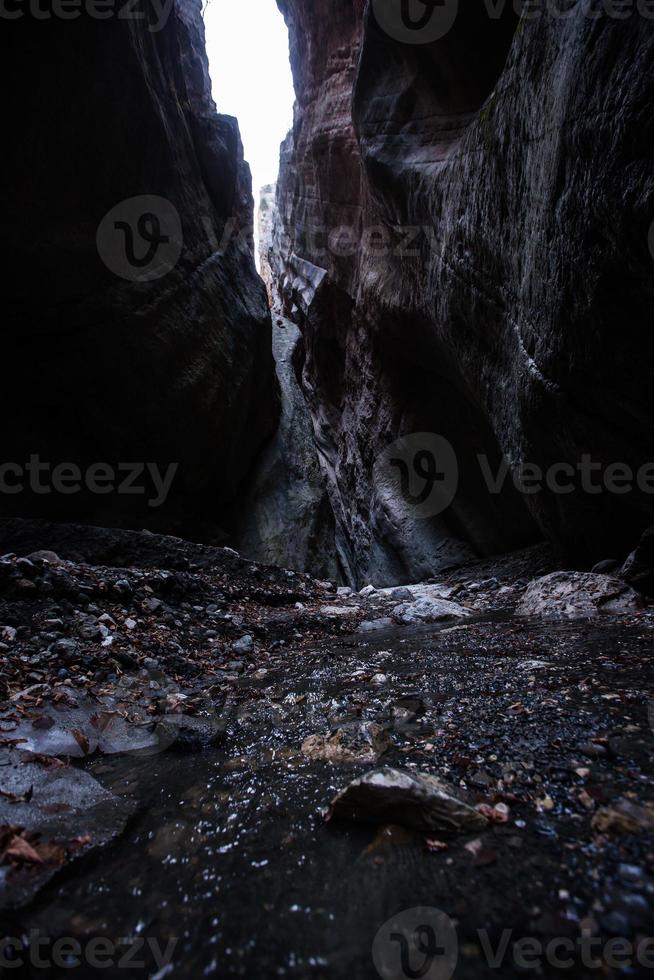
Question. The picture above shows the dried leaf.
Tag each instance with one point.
(20, 851)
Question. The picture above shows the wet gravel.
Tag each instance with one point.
(543, 725)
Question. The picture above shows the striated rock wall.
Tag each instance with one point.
(463, 239)
(106, 361)
(266, 229)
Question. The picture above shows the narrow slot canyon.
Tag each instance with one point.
(327, 490)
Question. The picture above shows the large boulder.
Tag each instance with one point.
(463, 222)
(578, 595)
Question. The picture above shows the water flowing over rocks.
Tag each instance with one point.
(103, 368)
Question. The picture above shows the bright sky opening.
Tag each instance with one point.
(247, 44)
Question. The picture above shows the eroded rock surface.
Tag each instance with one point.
(104, 369)
(458, 243)
(578, 594)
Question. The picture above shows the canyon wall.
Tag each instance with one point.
(135, 328)
(286, 517)
(463, 241)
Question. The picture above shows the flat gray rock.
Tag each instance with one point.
(49, 816)
(411, 799)
(578, 595)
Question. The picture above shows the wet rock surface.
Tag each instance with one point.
(432, 301)
(541, 727)
(578, 595)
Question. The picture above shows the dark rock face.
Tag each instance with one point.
(513, 316)
(287, 519)
(100, 367)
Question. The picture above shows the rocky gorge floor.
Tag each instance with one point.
(246, 772)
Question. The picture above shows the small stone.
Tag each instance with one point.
(624, 817)
(244, 645)
(358, 742)
(410, 799)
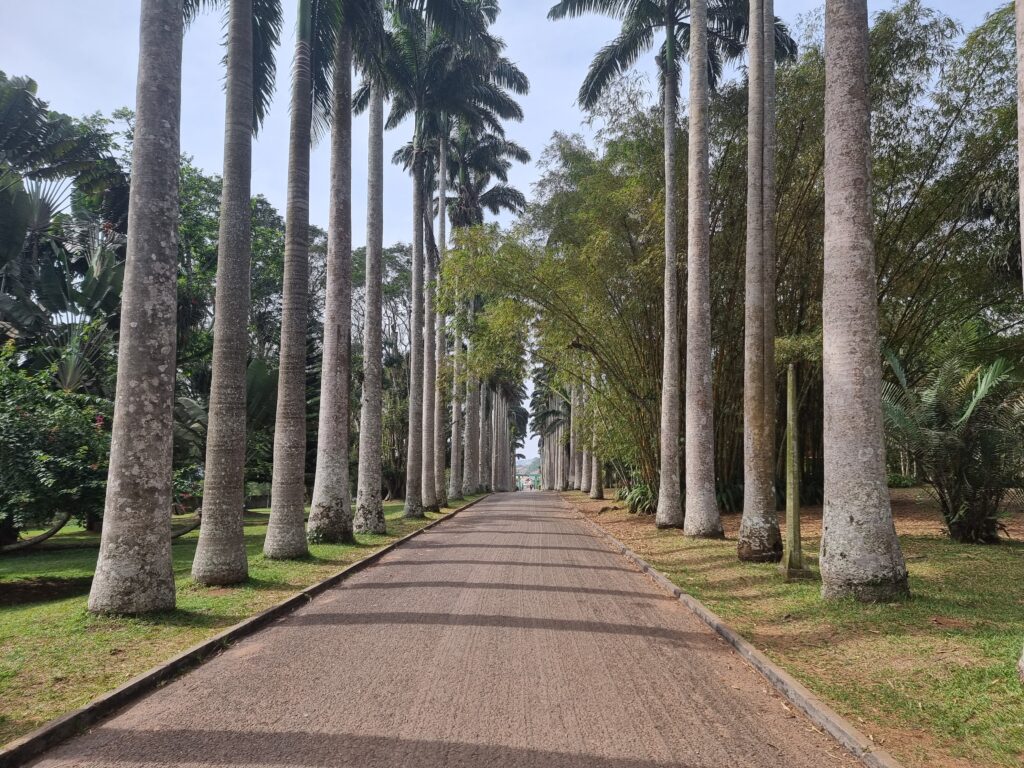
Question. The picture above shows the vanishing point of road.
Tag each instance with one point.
(510, 636)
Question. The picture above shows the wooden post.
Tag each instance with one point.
(793, 561)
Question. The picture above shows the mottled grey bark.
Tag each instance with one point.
(1020, 132)
(220, 553)
(702, 519)
(860, 554)
(587, 456)
(768, 243)
(456, 476)
(331, 513)
(414, 460)
(440, 346)
(596, 479)
(670, 506)
(760, 540)
(133, 572)
(483, 473)
(369, 506)
(471, 459)
(286, 532)
(428, 480)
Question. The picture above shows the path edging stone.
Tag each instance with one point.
(31, 745)
(800, 695)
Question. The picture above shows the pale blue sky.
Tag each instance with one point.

# # # #

What you should do
With the pictures left out, write out all of the data exactly.

Answer to this task
Question. The picture above shows the dried leaf.
Tag each instance with one point.
(20, 851)
Question. The picture above shows the wet gravel.
Tag each instance with one point.
(543, 725)
Question. The picture above shows the striated rock wall.
Tag each instance with one point.
(463, 239)
(106, 361)
(266, 229)
Question. The picture above shows the narrow slot canyon.
Tag each instance with one point.
(327, 490)
Question. The picture above shows the large boulder.
Tag each instance with one point.
(463, 222)
(578, 595)
Question. The picture above shows the water flowing over rocks.
Tag each instance with one point.
(103, 368)
Question. The picture above shows the bright sky opening.
Tag each instance with one point.
(247, 44)
Question. The picture above shows the eroded rock surface.
Tag each instance with one point.
(104, 369)
(458, 243)
(578, 594)
Question. The picture above shows the canyon wall.
Tag each instance with one point.
(135, 328)
(286, 517)
(463, 241)
Question. The picture above shows the flat gray rock.
Tag each instance with one point.
(49, 816)
(411, 799)
(578, 595)
Question. The picture above shows the wet rock surface.
Tag each instance with one point.
(432, 301)
(541, 727)
(578, 595)
Question. The picture above shows the dark rock face.
Tag each instance with one point.
(513, 316)
(287, 519)
(100, 367)
Question. The picture above shows the rocky gorge floor.
Tag each instance with one point.
(246, 772)
Question. The picture above shows the small stone.
Tag each instance with one point.
(624, 817)
(244, 645)
(358, 742)
(410, 799)
Question. The picture above shows the vanishing point of road.
Tag each instance with one point.
(510, 636)
Question. The picture above shows the wooden post.
Tag each instance with one point.
(793, 561)
Question. The picture above shows the mottled grey bark.
Tag each instance with one point.
(1020, 132)
(220, 553)
(702, 519)
(860, 554)
(587, 456)
(768, 243)
(456, 476)
(331, 513)
(414, 460)
(440, 346)
(596, 479)
(670, 506)
(760, 540)
(133, 572)
(483, 473)
(369, 506)
(471, 459)
(286, 532)
(428, 480)
Question. The picture above shows the path edging stone.
Tag each instance with one point.
(31, 745)
(800, 695)
Question. The picture above shows the pale blue sky.
Tag each instance with one point.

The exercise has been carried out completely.